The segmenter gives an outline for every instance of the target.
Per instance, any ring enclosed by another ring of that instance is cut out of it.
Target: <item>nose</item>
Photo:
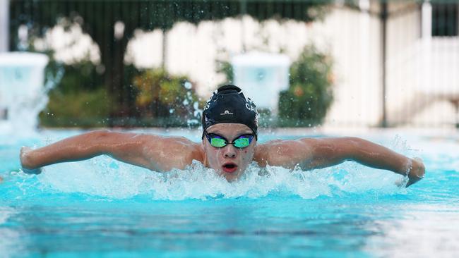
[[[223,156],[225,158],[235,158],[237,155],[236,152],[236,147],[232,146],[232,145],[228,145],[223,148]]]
= = = =
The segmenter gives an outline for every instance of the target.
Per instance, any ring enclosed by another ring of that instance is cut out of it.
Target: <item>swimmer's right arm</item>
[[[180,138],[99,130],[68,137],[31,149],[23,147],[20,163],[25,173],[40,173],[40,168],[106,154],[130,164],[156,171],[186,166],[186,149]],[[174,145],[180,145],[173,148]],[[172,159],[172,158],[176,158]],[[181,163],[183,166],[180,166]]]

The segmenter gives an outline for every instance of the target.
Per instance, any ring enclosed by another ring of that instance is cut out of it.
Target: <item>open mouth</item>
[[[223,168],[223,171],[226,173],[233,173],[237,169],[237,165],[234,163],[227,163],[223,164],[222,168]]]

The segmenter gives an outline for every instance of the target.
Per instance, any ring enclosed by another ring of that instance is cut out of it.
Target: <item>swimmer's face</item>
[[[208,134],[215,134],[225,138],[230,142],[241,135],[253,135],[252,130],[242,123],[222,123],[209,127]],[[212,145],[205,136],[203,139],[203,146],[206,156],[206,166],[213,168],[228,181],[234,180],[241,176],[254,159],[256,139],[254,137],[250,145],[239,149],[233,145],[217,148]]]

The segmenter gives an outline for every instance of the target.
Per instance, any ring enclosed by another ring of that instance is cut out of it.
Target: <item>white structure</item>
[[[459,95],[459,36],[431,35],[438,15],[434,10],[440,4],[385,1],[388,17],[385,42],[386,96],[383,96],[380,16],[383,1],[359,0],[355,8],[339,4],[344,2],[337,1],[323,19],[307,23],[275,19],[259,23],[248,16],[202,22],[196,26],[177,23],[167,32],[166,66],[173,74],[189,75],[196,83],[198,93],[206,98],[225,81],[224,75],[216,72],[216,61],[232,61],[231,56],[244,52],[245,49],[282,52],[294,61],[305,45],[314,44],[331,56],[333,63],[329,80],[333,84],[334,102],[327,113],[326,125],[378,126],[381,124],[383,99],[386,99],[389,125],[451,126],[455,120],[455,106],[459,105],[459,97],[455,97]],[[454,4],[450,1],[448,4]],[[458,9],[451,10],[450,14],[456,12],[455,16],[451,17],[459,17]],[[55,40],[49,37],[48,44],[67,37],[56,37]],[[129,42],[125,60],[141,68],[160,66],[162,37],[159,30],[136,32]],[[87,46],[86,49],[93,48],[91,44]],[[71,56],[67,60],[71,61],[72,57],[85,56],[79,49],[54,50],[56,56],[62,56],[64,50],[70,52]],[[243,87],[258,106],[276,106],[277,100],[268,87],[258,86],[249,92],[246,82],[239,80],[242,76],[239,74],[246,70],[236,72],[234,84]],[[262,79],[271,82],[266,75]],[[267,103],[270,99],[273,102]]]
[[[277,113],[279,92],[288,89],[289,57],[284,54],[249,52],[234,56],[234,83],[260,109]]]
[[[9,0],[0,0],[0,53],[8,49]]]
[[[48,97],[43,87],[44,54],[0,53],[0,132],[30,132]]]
= = = =
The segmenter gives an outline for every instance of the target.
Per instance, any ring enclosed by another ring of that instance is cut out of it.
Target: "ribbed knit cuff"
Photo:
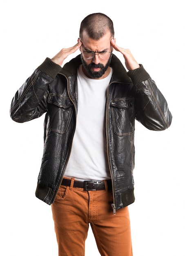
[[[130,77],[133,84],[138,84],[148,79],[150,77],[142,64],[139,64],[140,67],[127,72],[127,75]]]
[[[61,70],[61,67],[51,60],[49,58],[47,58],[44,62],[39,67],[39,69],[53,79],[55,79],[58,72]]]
= = = =
▸ Requirements
Pull out every line of the rows above that contains the string "swimmer", matching case exactly, and copy each one in full.

▸ Solution to the exercise
Target: <item>swimmer's right arm</item>
Target: <item>swimmer's face</item>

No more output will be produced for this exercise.